C'est une terre où rien ne pousse. Dans l'Ohio, à Lorain, vivent Claudia et Frieda, deux enfants noires. L'une rêve de ressembler à Shirley Temple, l'autre a la haine des poupées blanches. Ce premier roman de Toni Morrison, rythmé par les saisons, aborde la question noire à travers le prisme de l'enfance. Ces deux petites filles sont comme tous les enfants du monde, elles découvrent la vie, les querelles d'écolières, les premières règles, la sexualité. Mais elles font surtout, et c'est bien là la différence, la dure expérience de leur condition d'enfant noire. Ainsi, Claudia voit dans le regard des blancs »l'absence totale de reconnaissance humaine- la séparation glacée », le dégoût et le vide. Leur chemin croise celui de Pecola, la petite fille noire qui prie pour avoir les yeux bleus. A travers ce récit, Toni Morrison montre à quel point les questions sociales et raciales sont étroitement imbriquées et elle met en évidence les différences de classes au sein même de la communauté noire aux Etats Unis. Les propriétaires se réjouissent d'échapper à la rue qui guette les locataires. Quand Maureen, la petite fille noire riche et belle, arrive à l'école, les enfants blanches en oublient la couleur de sa peau et ce sont les enfants noires qui refusent son intégration. Quant aux filles métisses de Mobile et d'Aiken dont le seul objectif est d'être lisses et parfaites, elles font preuve d'un terrifiant racisme anti-noir. Des figures pittoresques viennent malgré tout égayer ce récit sombre, Monsieur Henry, Pologne, Chine, Ligne Maginot, les prostituées libres et hautes en couleur qui vivent au dessus de la boutique des Breedlove, les parents de Pecola.
----
Consigne A:
Répondez aux questions suivantes d'après le texte extrait :
(i) Dans quelle ville de l'Ohio vivent Claudia et Frieda ?
(ii) Pour obtenir quoi Pecola prie-t-elle ?
(iii) Quel lien unit les Breedlove à Pecola ?
----
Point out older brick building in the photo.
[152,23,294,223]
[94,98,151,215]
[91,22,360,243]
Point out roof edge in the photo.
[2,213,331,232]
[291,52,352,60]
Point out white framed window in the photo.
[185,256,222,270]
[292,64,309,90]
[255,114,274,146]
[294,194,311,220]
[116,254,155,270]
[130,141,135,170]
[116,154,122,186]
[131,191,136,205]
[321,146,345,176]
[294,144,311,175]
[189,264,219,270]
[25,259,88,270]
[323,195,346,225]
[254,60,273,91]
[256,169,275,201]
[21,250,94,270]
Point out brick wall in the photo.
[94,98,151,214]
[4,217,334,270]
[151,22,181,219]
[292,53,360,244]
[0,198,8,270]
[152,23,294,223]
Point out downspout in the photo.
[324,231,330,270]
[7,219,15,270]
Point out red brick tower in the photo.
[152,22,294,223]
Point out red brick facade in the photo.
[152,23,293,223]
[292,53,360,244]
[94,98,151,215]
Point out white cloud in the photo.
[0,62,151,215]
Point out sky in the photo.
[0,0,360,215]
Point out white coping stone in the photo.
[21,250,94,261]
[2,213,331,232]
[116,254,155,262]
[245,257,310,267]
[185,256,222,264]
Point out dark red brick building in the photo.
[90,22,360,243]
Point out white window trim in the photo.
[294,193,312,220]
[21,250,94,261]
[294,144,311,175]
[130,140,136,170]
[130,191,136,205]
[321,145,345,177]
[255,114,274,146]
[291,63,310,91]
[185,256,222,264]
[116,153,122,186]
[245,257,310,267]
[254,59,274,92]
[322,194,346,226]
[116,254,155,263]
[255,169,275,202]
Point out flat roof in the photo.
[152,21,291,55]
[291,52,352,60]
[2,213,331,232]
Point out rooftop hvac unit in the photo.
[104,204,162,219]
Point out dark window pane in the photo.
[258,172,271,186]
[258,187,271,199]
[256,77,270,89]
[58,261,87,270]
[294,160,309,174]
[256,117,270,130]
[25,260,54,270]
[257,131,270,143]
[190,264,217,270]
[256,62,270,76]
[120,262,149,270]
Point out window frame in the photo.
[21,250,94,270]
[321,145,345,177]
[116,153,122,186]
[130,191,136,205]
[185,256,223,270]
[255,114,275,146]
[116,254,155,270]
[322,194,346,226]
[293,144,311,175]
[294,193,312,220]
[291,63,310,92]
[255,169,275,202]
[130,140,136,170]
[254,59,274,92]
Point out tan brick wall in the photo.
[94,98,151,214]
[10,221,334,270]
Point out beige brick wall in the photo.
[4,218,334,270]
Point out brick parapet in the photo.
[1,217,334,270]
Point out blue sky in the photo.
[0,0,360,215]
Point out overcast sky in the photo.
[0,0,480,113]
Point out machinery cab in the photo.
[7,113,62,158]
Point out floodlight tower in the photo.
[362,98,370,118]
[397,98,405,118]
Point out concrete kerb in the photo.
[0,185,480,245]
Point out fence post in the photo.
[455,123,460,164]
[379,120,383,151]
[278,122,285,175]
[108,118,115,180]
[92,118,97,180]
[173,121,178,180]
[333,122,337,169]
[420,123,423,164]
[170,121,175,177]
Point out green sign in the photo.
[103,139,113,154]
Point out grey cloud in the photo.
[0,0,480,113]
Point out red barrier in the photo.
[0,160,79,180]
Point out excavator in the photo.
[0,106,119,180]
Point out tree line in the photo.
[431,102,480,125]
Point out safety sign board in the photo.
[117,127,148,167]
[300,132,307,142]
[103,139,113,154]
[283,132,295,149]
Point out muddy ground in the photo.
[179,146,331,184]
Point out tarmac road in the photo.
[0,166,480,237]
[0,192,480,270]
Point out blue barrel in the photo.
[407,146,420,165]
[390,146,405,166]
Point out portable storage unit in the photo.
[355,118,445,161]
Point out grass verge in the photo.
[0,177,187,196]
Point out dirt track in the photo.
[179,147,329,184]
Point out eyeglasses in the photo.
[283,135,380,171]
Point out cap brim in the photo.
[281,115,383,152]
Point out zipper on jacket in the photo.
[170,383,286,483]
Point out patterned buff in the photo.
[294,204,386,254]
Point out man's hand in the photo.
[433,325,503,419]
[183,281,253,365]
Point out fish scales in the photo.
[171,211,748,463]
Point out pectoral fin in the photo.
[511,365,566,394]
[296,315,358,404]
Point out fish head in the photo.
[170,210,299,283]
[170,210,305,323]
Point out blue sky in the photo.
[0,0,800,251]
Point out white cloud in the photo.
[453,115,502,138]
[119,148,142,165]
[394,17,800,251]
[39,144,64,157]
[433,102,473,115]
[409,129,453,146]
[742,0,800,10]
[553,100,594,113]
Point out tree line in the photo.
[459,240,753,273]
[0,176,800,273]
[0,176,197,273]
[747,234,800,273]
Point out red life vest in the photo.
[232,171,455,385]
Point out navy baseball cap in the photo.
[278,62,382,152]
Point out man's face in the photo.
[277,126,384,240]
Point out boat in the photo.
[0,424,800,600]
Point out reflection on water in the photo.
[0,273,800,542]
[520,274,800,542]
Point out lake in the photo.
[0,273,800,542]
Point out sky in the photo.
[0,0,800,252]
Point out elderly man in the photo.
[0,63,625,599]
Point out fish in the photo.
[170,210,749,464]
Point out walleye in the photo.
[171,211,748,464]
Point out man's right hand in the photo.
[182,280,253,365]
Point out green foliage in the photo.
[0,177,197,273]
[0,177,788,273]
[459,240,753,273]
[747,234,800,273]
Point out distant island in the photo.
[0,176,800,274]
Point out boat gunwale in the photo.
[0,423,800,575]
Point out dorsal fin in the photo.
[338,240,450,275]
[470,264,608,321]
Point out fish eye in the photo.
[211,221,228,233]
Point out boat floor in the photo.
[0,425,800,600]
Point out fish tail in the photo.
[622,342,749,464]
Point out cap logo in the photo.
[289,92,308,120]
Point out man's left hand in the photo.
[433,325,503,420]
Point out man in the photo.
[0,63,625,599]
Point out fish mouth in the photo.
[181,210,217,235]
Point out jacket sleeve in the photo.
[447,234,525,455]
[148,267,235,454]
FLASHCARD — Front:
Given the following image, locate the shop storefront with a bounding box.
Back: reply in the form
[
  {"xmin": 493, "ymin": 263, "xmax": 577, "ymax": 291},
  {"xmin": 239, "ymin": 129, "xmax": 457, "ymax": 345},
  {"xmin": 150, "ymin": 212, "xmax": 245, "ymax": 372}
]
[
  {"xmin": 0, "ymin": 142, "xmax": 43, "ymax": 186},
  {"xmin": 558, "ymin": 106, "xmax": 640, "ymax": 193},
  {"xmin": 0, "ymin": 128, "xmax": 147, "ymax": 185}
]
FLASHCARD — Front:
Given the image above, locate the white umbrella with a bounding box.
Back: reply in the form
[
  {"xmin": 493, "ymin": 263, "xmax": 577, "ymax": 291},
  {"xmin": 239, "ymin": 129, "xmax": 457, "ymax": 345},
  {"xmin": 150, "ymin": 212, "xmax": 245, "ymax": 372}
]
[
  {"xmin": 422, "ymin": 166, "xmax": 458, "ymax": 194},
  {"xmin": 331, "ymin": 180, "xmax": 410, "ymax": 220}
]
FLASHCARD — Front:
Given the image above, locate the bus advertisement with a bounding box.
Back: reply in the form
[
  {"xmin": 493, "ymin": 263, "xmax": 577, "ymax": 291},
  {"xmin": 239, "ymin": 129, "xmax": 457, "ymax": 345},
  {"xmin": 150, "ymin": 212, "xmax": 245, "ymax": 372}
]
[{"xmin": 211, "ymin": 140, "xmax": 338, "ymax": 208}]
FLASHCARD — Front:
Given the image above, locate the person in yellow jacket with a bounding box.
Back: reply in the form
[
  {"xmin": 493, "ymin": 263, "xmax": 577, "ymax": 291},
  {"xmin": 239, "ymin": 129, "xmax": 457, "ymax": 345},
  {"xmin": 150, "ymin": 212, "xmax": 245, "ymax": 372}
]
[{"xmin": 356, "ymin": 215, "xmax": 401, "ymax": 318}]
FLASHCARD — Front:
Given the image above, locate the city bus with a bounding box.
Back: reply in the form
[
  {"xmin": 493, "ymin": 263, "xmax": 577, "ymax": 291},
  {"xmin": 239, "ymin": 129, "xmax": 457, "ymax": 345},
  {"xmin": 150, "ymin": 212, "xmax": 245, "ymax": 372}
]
----
Consigne B:
Recopiez à l'identique, dans les enregistrements, tout ce qui va de la ligne contenant "Point out navy baseball cap in the photo." jusqu'à la ligne contenant "[0,0,800,252]", ces deux lignes comprises.

Corrigé A:
(i) À Lorain.
(ii) Pour avoir les yeux bleus.
(iii) Ce sont ses parents.

Corrigé B:
Point out navy baseball cap in the photo.
[278,62,382,152]
Point out man's face in the photo.
[277,126,384,240]
Point out boat in the photo.
[0,424,800,600]
Point out reflection on water in the photo.
[0,273,800,542]
[520,274,800,542]
Point out lake in the photo.
[0,273,800,542]
Point out sky in the photo.
[0,0,800,252]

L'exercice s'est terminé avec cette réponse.